START Records for the task

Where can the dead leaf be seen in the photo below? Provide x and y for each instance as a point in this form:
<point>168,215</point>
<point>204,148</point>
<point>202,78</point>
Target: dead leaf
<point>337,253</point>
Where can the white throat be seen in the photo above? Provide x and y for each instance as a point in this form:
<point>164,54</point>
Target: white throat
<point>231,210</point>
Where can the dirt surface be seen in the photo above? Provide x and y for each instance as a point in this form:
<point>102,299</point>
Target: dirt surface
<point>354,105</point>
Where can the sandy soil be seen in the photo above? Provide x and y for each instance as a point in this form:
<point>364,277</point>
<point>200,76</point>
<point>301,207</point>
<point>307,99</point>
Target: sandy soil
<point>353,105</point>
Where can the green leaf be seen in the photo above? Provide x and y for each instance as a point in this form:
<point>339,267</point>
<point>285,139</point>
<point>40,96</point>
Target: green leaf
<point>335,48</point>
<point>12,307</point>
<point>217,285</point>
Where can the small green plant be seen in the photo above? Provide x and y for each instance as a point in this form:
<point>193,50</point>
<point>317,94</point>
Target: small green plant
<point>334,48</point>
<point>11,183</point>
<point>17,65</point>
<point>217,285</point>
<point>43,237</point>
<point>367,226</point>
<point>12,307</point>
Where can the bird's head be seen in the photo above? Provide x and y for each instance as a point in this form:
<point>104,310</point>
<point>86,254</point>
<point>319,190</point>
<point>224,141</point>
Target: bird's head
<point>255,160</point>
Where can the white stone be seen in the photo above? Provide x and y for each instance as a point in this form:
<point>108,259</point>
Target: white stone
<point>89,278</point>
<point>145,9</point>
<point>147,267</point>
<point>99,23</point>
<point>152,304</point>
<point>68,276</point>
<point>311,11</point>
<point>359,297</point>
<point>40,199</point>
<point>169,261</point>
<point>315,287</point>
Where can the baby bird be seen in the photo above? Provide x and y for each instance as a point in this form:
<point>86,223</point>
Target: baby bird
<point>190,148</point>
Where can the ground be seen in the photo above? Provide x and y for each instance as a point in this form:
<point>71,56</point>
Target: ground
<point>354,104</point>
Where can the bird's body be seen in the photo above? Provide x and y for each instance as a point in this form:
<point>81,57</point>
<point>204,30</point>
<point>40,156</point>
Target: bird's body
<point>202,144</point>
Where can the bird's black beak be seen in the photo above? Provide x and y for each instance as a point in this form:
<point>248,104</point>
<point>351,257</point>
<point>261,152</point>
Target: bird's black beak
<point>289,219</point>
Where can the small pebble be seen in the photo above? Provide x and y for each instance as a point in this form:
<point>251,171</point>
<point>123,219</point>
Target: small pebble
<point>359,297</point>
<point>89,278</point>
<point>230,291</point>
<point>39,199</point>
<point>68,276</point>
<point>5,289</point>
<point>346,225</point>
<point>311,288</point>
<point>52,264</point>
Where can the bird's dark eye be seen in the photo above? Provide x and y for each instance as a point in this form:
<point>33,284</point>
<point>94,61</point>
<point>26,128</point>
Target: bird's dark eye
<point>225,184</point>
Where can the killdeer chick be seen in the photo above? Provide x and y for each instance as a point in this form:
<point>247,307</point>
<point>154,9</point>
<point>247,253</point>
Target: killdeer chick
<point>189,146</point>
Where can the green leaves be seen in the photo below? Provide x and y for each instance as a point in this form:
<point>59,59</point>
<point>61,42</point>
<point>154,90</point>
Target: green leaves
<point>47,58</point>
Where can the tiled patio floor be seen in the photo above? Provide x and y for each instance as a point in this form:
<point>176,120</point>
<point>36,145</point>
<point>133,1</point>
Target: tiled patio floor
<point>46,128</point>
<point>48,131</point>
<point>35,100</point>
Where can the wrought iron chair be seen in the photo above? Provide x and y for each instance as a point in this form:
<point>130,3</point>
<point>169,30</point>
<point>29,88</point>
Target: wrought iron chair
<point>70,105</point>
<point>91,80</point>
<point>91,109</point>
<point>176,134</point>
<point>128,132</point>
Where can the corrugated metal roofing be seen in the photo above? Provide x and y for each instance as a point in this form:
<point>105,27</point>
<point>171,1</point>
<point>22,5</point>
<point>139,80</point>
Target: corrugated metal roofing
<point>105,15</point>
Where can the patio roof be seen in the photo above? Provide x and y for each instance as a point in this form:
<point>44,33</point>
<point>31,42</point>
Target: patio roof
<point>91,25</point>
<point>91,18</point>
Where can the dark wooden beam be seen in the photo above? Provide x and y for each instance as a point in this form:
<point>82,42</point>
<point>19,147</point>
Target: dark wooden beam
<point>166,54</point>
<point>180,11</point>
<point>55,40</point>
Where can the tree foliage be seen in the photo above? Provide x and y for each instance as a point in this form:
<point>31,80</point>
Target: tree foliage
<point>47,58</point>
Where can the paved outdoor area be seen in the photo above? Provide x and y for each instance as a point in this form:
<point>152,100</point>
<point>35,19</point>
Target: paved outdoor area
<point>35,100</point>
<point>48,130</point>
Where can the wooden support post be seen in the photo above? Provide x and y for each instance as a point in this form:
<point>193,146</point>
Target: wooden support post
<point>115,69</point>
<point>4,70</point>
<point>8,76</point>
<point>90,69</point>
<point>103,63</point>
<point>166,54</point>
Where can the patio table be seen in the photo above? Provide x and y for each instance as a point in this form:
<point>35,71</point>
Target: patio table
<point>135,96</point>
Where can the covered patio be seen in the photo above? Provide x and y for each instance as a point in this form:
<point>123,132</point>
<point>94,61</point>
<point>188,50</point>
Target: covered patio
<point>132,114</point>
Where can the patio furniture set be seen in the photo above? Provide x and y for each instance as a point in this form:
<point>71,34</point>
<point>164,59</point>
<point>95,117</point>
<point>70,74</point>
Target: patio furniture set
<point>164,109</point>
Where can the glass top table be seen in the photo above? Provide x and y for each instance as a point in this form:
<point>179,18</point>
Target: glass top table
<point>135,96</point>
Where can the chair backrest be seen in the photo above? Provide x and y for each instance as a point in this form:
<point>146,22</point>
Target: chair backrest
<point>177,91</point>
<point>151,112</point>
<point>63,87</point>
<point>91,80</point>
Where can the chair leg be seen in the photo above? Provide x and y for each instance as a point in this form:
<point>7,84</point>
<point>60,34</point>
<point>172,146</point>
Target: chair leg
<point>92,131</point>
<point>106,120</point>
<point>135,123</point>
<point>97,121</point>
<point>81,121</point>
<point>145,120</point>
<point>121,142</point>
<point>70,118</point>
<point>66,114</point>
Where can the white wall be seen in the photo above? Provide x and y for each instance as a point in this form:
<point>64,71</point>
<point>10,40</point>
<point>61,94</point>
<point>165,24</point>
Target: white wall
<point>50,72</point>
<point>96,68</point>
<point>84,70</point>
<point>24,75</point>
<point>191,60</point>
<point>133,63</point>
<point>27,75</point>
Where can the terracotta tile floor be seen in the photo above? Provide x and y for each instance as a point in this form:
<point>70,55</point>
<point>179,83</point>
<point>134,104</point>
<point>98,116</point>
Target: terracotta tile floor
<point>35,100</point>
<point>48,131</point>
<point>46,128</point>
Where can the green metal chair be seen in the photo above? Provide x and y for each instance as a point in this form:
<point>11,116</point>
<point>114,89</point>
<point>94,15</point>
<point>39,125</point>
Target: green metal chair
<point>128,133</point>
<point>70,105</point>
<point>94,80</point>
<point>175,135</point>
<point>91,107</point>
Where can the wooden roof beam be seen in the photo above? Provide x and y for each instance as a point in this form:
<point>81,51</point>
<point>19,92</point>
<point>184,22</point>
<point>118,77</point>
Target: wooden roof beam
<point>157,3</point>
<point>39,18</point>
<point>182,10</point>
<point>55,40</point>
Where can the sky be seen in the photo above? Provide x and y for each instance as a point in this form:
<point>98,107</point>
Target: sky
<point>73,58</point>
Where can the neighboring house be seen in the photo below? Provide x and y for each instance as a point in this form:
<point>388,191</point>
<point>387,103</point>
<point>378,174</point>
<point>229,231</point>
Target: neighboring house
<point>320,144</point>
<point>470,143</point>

END Records for the task

## Problem statement
Above are the entries; copy out every line among them that contains the word "below".

## Task answer
Where can the dead leaf be seen in the photo below? Provide x and y for each instance as a point in this form:
Where can the green leaves be seen in the photo below? Provide x and y for each instance as a point in this form:
Where can the neighboring house be seen in the photo below? Provide x and y for each instance as a point in this form:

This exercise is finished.